[Task directions]
Reproduce, word for word, the portion of the text on audio input regions that runs from "In the example shown in FIG. 2 the surface on" to "signal is from.".

[Page extract]

********************

In the example shown in FIG. 2 the surface on which the apparatus 10 is placed is divided into input regions. The apparatus can in some embodiments be configured to analyse any received audio signals and specifically the direction of the audio signals and then generate a user input based on the direction (region) from which the audio signal is from.
In the example shown in FIG. 2 the surface 100 is divided into seven regions which clockwise from an arbitrary ‘up’ direction are: a first region 1 101; a second region 2 103; a third region 3 105; a fourth region 4 107; a fifth region 5 109; a sixth region 6 111; and a seventh region 7 113.
The apparatus 10 can furthermore be configured such that a ‘tap’ sound made when the user taps the surface from each of these reasons can be converted into a specific user input. In other words a sound region 1 is associated with a first user interface input value α ₁ 121, a sound from region 2 is associated with a second user interface input value α ₂ 123, a sound from region 3 is associated with a third user interface input value α ₃ 125, a sound from region 4 is associated with a fourth user interface input value α ₄ 127, a sound from region 5 is associated with a fifth user interface input value α ₅ 129, a sound from region 6 is associated with a sixth user interface input value α ₆ 131 and a sound from region 7 is associated with a seventh user interface input value α ₇ 133.

********************

Named region outline rows
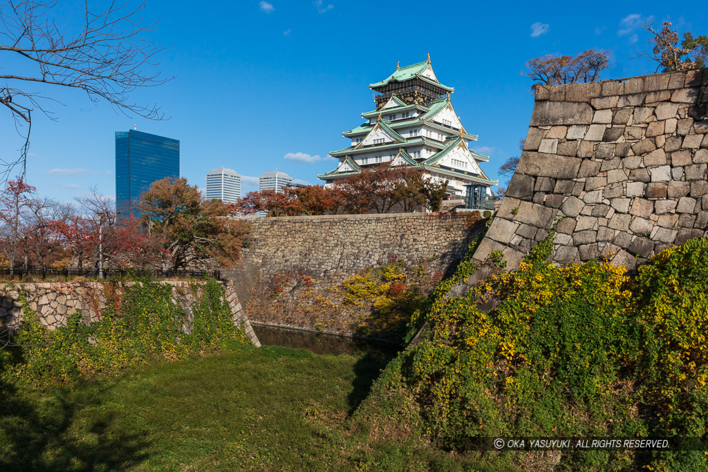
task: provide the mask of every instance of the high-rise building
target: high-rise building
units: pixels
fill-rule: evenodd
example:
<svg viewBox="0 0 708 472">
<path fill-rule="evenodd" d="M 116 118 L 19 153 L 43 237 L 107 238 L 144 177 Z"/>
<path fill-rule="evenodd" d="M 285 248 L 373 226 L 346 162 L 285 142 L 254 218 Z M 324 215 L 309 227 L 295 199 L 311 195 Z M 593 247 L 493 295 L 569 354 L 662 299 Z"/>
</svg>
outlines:
<svg viewBox="0 0 708 472">
<path fill-rule="evenodd" d="M 467 132 L 452 108 L 452 87 L 438 81 L 430 59 L 396 71 L 369 87 L 376 108 L 362 113 L 365 121 L 343 133 L 350 145 L 329 153 L 336 169 L 318 177 L 328 185 L 384 162 L 420 169 L 447 180 L 447 192 L 463 197 L 472 190 L 484 197 L 498 183 L 479 166 L 489 158 L 468 147 L 477 137 Z"/>
<path fill-rule="evenodd" d="M 207 173 L 207 200 L 215 198 L 224 203 L 241 198 L 241 175 L 236 171 L 219 167 Z"/>
<path fill-rule="evenodd" d="M 258 178 L 258 190 L 275 190 L 282 193 L 282 188 L 292 183 L 292 178 L 280 171 L 270 171 Z"/>
<path fill-rule="evenodd" d="M 179 178 L 179 140 L 142 131 L 115 132 L 115 205 L 135 214 L 140 194 L 156 180 Z"/>
</svg>

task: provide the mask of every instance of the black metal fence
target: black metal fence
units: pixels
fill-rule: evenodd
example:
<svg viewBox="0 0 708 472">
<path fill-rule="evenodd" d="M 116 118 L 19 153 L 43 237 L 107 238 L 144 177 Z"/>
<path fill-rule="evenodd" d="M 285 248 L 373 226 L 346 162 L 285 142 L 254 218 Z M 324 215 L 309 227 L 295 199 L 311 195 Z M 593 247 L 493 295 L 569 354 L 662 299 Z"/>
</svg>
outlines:
<svg viewBox="0 0 708 472">
<path fill-rule="evenodd" d="M 25 269 L 16 267 L 12 270 L 8 267 L 0 267 L 0 280 L 45 280 L 64 279 L 69 280 L 74 277 L 88 277 L 98 278 L 98 270 L 96 268 L 77 269 L 67 267 L 65 269 L 55 269 L 52 267 L 35 267 Z M 221 279 L 221 271 L 219 270 L 159 270 L 157 269 L 103 269 L 103 278 L 125 278 L 133 277 L 149 277 L 153 279 L 173 279 L 189 277 L 203 279 L 211 277 Z"/>
</svg>

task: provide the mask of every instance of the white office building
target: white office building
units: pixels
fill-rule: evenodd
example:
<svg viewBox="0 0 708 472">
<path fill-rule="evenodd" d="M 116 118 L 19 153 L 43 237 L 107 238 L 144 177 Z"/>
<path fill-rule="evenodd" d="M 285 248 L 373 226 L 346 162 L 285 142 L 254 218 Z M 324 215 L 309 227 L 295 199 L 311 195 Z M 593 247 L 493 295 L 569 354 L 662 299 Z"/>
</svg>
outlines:
<svg viewBox="0 0 708 472">
<path fill-rule="evenodd" d="M 275 190 L 282 193 L 283 187 L 292 184 L 292 178 L 281 171 L 270 171 L 258 178 L 258 190 Z"/>
<path fill-rule="evenodd" d="M 241 175 L 236 171 L 219 167 L 207 173 L 207 200 L 215 198 L 224 203 L 241 198 Z"/>
</svg>

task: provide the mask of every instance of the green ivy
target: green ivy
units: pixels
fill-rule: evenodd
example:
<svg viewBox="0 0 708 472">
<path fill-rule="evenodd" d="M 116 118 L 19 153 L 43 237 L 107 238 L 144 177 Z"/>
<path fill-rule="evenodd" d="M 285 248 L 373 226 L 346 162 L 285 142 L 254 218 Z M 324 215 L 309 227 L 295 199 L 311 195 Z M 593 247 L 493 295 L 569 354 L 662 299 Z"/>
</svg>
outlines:
<svg viewBox="0 0 708 472">
<path fill-rule="evenodd" d="M 234 325 L 224 287 L 215 280 L 201 287 L 204 294 L 193 309 L 189 333 L 183 330 L 185 313 L 171 302 L 172 287 L 166 284 L 136 282 L 126 289 L 119 311 L 109 297 L 100 320 L 86 325 L 77 311 L 53 331 L 23 301 L 24 322 L 13 340 L 19 347 L 4 350 L 2 374 L 33 385 L 69 383 L 154 359 L 247 344 L 243 330 Z"/>
</svg>

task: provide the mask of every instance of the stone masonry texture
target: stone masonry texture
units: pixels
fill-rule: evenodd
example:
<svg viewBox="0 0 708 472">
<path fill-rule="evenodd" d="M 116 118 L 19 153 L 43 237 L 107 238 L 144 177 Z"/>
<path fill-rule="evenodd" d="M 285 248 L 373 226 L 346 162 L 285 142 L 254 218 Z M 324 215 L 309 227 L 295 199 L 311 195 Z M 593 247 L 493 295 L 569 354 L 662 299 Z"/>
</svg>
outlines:
<svg viewBox="0 0 708 472">
<path fill-rule="evenodd" d="M 553 261 L 632 270 L 708 229 L 708 69 L 539 86 L 523 152 L 474 258 L 517 268 L 562 218 Z"/>
<path fill-rule="evenodd" d="M 254 219 L 249 220 L 242 262 L 222 274 L 247 300 L 256 280 L 278 273 L 336 281 L 392 258 L 445 273 L 472 240 L 469 219 L 464 213 Z"/>
<path fill-rule="evenodd" d="M 121 284 L 109 293 L 118 297 L 126 287 L 135 283 Z M 201 300 L 203 289 L 200 282 L 169 281 L 161 283 L 172 286 L 171 301 L 179 305 L 184 311 L 185 317 L 183 329 L 185 332 L 191 330 L 194 314 L 192 307 Z M 240 324 L 253 344 L 260 346 L 258 338 L 251 327 L 251 323 L 246 315 L 246 311 L 236 297 L 234 285 L 230 282 L 224 284 L 226 300 L 234 315 L 234 323 Z M 24 282 L 0 284 L 0 328 L 16 329 L 24 318 L 22 299 L 27 306 L 36 313 L 42 325 L 48 329 L 54 330 L 59 326 L 65 326 L 69 316 L 81 310 L 84 323 L 89 324 L 100 319 L 101 313 L 106 309 L 107 295 L 105 286 L 101 282 Z"/>
</svg>

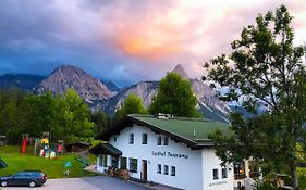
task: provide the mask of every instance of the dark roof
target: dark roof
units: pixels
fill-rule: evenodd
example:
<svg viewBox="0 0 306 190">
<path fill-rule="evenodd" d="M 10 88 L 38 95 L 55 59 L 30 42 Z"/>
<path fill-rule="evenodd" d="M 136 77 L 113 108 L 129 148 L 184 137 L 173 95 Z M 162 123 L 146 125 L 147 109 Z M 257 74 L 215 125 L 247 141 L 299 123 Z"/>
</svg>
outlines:
<svg viewBox="0 0 306 190">
<path fill-rule="evenodd" d="M 119 134 L 125 127 L 132 127 L 133 123 L 150 128 L 152 131 L 163 134 L 173 140 L 186 143 L 188 147 L 196 149 L 211 147 L 209 134 L 217 129 L 223 134 L 230 134 L 229 126 L 208 119 L 170 117 L 158 118 L 155 116 L 127 115 L 111 128 L 99 134 L 96 138 L 108 140 L 112 135 Z"/>
<path fill-rule="evenodd" d="M 89 152 L 93 154 L 107 154 L 107 155 L 113 155 L 113 156 L 120 156 L 122 155 L 122 152 L 118 149 L 115 149 L 113 145 L 109 143 L 99 143 L 98 145 L 93 147 L 89 149 Z"/>
</svg>

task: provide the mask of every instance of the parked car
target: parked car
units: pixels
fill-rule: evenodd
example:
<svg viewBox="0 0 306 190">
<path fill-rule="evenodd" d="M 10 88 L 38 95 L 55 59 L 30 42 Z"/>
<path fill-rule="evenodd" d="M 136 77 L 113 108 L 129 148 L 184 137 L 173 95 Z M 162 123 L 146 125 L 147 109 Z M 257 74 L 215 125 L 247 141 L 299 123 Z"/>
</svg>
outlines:
<svg viewBox="0 0 306 190">
<path fill-rule="evenodd" d="M 7 186 L 42 186 L 47 181 L 47 176 L 40 170 L 24 170 L 12 176 L 0 177 L 0 185 Z"/>
</svg>

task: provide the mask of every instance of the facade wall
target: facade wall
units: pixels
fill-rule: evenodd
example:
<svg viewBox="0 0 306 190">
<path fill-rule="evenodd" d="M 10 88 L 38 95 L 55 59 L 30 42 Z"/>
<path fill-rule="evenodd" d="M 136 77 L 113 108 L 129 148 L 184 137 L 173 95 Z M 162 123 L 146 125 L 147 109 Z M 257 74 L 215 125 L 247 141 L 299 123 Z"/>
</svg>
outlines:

********************

[Worked solution]
In the example shown in FIG. 2 the surface on which the apparatus 10 is placed is divided into input regions. The apparatus can in some embodiments be configured to analyse any received audio signals and specifically the direction of the audio signals and then generate a user input based on the direction (region) from which the audio signal is from.